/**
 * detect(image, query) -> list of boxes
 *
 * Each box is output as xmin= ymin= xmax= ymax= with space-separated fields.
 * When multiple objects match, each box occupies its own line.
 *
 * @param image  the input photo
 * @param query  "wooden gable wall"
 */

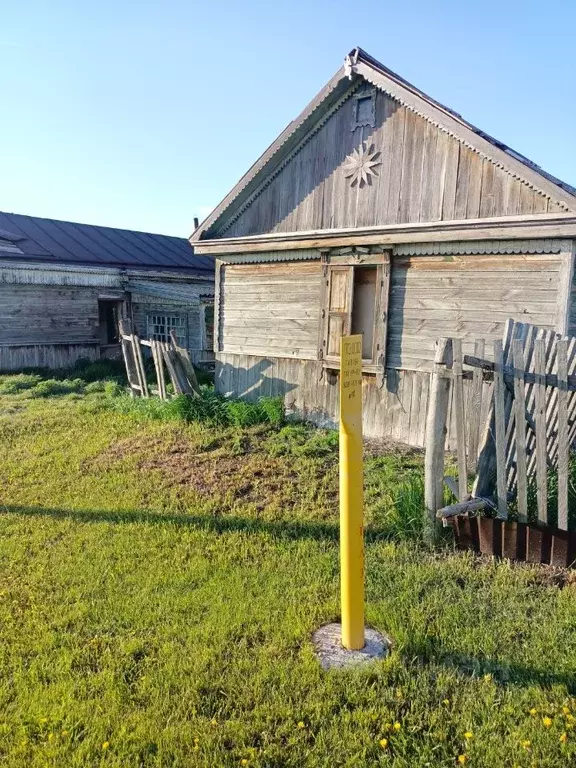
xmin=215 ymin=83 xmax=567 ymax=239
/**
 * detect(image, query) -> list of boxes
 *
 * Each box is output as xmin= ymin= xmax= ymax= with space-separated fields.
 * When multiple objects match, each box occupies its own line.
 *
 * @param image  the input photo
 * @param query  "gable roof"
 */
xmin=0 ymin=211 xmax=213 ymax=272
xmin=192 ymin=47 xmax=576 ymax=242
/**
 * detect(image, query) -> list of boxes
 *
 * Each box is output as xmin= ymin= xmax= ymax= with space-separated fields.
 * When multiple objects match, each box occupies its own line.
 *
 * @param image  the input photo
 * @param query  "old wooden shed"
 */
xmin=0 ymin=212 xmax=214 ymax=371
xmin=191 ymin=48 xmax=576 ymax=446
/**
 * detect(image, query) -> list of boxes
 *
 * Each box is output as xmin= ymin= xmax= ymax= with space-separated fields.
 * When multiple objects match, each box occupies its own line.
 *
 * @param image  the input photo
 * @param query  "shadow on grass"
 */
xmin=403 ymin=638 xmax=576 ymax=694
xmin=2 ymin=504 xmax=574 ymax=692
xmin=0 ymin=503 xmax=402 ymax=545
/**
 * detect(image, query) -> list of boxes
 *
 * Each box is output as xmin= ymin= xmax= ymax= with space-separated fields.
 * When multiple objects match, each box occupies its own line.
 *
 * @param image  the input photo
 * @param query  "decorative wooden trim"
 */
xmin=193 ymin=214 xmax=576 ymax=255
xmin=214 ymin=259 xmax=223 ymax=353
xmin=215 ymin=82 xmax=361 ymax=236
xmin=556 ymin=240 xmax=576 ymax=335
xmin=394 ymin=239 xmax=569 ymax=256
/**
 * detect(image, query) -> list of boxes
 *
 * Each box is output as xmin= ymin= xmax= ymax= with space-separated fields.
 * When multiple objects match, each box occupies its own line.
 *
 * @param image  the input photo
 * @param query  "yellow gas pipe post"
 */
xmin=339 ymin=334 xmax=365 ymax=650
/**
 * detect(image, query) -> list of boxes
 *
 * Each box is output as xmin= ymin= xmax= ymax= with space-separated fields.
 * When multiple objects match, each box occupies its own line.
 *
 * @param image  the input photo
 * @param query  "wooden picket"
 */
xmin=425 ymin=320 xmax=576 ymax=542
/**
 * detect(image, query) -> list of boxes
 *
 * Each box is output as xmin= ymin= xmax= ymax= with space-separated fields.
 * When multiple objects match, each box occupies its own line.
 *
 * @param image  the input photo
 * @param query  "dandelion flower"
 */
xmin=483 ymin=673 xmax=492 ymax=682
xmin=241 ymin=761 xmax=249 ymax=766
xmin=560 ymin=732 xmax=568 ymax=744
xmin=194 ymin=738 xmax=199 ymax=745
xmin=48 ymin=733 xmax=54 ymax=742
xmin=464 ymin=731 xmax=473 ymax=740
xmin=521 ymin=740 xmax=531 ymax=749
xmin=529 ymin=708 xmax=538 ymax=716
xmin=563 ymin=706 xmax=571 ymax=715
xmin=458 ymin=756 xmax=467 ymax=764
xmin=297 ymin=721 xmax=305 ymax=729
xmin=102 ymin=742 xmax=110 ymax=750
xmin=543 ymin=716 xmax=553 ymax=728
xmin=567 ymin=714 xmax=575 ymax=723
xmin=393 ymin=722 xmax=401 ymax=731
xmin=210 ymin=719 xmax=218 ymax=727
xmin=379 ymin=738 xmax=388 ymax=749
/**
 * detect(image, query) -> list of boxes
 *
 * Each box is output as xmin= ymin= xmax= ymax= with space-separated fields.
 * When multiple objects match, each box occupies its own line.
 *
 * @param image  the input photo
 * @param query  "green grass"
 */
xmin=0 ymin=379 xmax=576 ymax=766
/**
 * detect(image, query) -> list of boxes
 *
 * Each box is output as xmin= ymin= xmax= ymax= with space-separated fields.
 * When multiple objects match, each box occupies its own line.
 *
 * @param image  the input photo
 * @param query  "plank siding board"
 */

### What to do
Repeat every entry exactly, but leave out the pictures.

### Answer to this task
/**
 * detect(image, query) -> list of boxes
 *
 * Each box is output as xmin= ymin= xmax= ymax= with space-separated fields.
 * When multiple objects match, each box occupies its own line.
 *
 * @param image  the input photo
 * @param query  "wooden gable wall"
 */

xmin=215 ymin=83 xmax=567 ymax=239
/**
 * detect(image, query) -> list of boxes
 *
 * Each box is output as xmin= ymin= xmax= ymax= with space-separated fields.
 * When multiple objects match, each box occupies its own line.
 *
 * @param image  the input photo
 * @param query  "gable roof"
 */
xmin=0 ymin=211 xmax=213 ymax=272
xmin=192 ymin=47 xmax=576 ymax=242
/**
 * detect(image, query) -> list of boxes
 *
 * Each box is output as xmin= ymin= xmax= ymax= with space-separated fields.
 * When multiple objects match, each box occupies its own line.
 *
 * @param image  the input photo
 * @param query  "old wooden shed"
 */
xmin=0 ymin=212 xmax=214 ymax=371
xmin=191 ymin=48 xmax=576 ymax=446
/**
 * detect(image, query) -> list of boxes
 *
 * Each box is output as xmin= ymin= xmax= ymax= with space-separated fields.
 * When multiple objects match, each box occupies its own line.
 *
 * @param image  the input photo
 * @param query  "shadow on grass"
 */
xmin=403 ymin=638 xmax=576 ymax=694
xmin=2 ymin=504 xmax=574 ymax=692
xmin=0 ymin=503 xmax=402 ymax=545
/**
 * detect(image, query) -> list of boxes
 *
 * Each box is output as xmin= ymin= xmax= ymax= with space-separated fields.
 * When multiple objects match, each box occupies its own line.
 *
 * @param image  the input photo
 * @param query  "decorative wooden trim"
 */
xmin=193 ymin=214 xmax=576 ymax=255
xmin=214 ymin=259 xmax=223 ymax=353
xmin=215 ymin=82 xmax=361 ymax=236
xmin=556 ymin=240 xmax=576 ymax=335
xmin=394 ymin=239 xmax=569 ymax=256
/**
 * detect(image, query) -> list of boxes
 *
 * Each box is output as xmin= ymin= xmax= ymax= with space-separated fields.
 * When multiple objects match, each box occupies its own line.
 *
 * @param image  the input photo
 * @param query  "yellow gas pipe post"
 */
xmin=339 ymin=334 xmax=365 ymax=650
/**
 * detect(image, query) -> list of boxes
 *
 * Each box is output as xmin= ymin= xmax= ymax= with space-separated fields.
 * When multiple objects match, each box occupies its own line.
 *
 * @param image  the input photo
 * @param query  "wooden picket"
 */
xmin=425 ymin=320 xmax=576 ymax=542
/**
 * detect(image, query) -> list of boxes
 *
 * Each box is output as xmin= ymin= xmax= ymax= with space-separated fields.
 * When multiple objects match, each box occupies its own line.
 *
 * @param image  the input photo
 * @param query  "dandelion flower"
 */
xmin=483 ymin=673 xmax=492 ymax=682
xmin=241 ymin=761 xmax=249 ymax=766
xmin=560 ymin=732 xmax=568 ymax=744
xmin=194 ymin=738 xmax=199 ymax=745
xmin=48 ymin=733 xmax=54 ymax=742
xmin=464 ymin=731 xmax=473 ymax=740
xmin=521 ymin=740 xmax=531 ymax=749
xmin=529 ymin=708 xmax=538 ymax=716
xmin=563 ymin=706 xmax=571 ymax=715
xmin=458 ymin=756 xmax=467 ymax=764
xmin=297 ymin=721 xmax=305 ymax=729
xmin=102 ymin=742 xmax=110 ymax=750
xmin=543 ymin=716 xmax=553 ymax=728
xmin=567 ymin=714 xmax=575 ymax=723
xmin=393 ymin=722 xmax=401 ymax=731
xmin=210 ymin=719 xmax=218 ymax=727
xmin=379 ymin=738 xmax=388 ymax=749
/**
 * detect(image, query) -> list of boxes
 *
 * Each box is output as xmin= ymin= xmax= ymax= with space-separated fields.
 * When multiple objects match, each box occupies its own line.
 *
 * @param image  the input photo
 * @param query  "green grass"
 */
xmin=0 ymin=379 xmax=576 ymax=766
/**
 * detect(image, query) -> list of boxes
 *
 * Each box is output as xmin= ymin= xmax= ymax= with space-separated fields.
 * When multiple objects match, each box occupies its own line.
 *
 * @param image  the input photo
 * @param query  "plank siding board"
 */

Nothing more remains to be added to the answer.